PAGE EXCERPT:
►
Tag: 2/4/26

Will the NHI Cover the Full Cost of Saving a Life?

The public health sector serves roughly 84% of South Africans, yet per-person spending in private healthcare is around five times higher. The National Health Insurance (NHI) is designed to change that equation. As President Ramaphosa stated, the right to healthcare “cannot depend on where you were born, how much you earn or where you live.”

For patients with blood cancer and blood disorders, that promise could not be more urgent. On World Health Day 2026, Palesa Mokomele, Head of Community Engagement and Communication at DKMS Africa, says this is an opportunity to ask whether the NHI is being designed to reach them. “Blood cancer and blood disorder patients depend on highly specialised treatment pathways – exactly the kind the NHI has an opportunity to strengthen. They cannot be an afterthought in the benefit package conversation.”

The NHI Act was signed into law in May 2024 but has not yet commenced, with key constitutional challenges set to be heard in May 2026. Despite legal uncertainty, the government has been clear that foundational work will continue.
◄
TASKS TO COMPLETE:
1. According to the NHI article, when was the NHI Act signed into law?
2. Translate this sentence from the NHI article into Spanish: "The National Health Insurance (NHI) is designed to change that equation."
3. From the NHI article, transcribe the passage that opens with "For patients with" and closes with "work will continue.".

INFORMATION PROVIDED:
►
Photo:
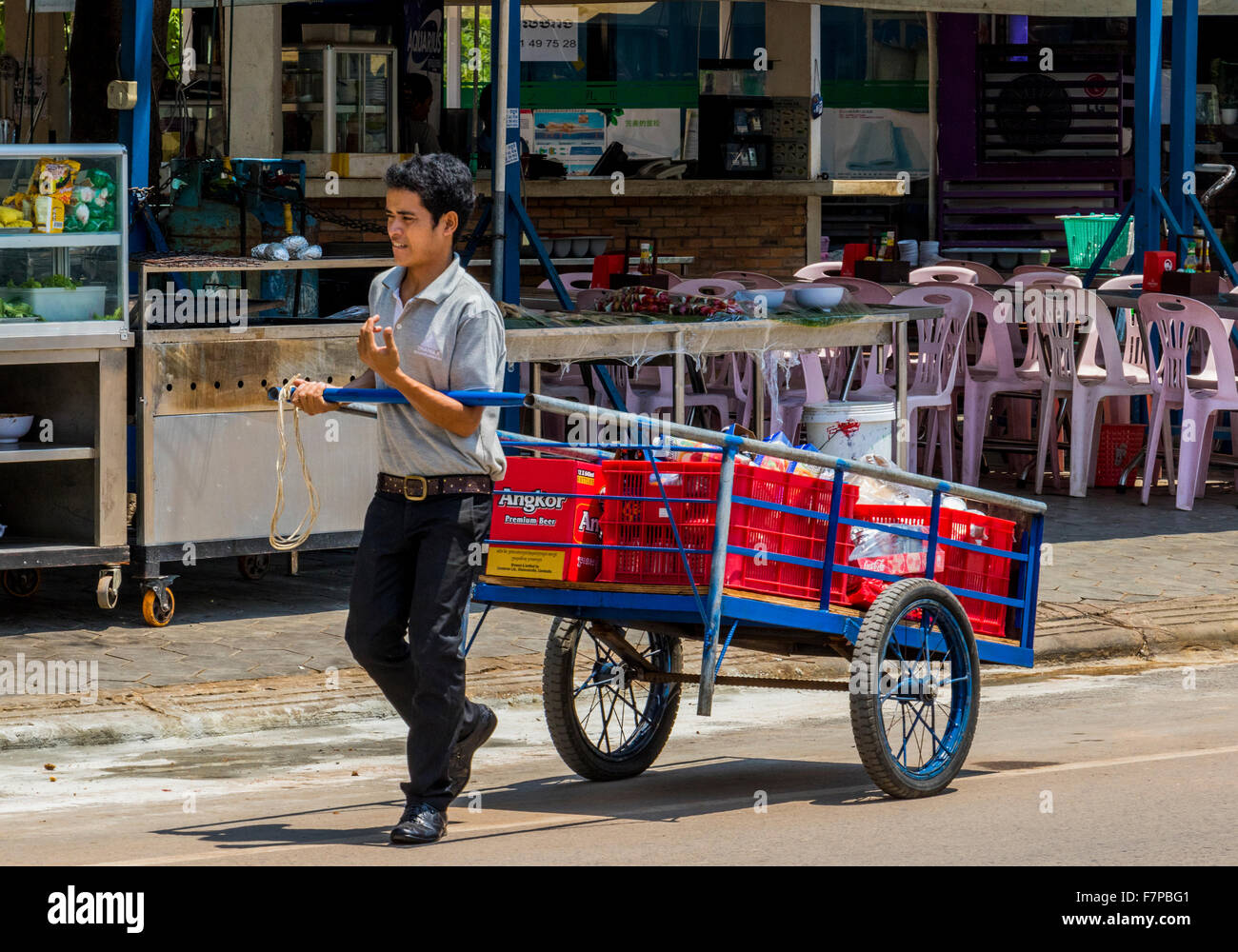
◄
TASK-BY-TASK OUTPUTS:
1. May 2024

2. El Seguro Nacional de Salud (NHI) está diseñado para cambiar esa ecuación.

3.
For patients with blood cancer and blood disorders, that promise could not be more urgent. On World Health Day 2026, Palesa Mokomele, Head of Community Engagement and Communication at DKMS Africa, says this is an opportunity to ask whether the NHI is being designed to reach them. “Blood cancer and blood disorder patients depend on highly specialised treatment pathways – exactly the kind the NHI has an opportunity to strengthen. They cannot be an afterthought in the benefit package conversation.”

The NHI Act was signed into law in May 2024 but has not yet commenced, with key constitutional challenges set to be heard in May 2026. Despite legal uncertainty, the government has been clear that foundational work will continue.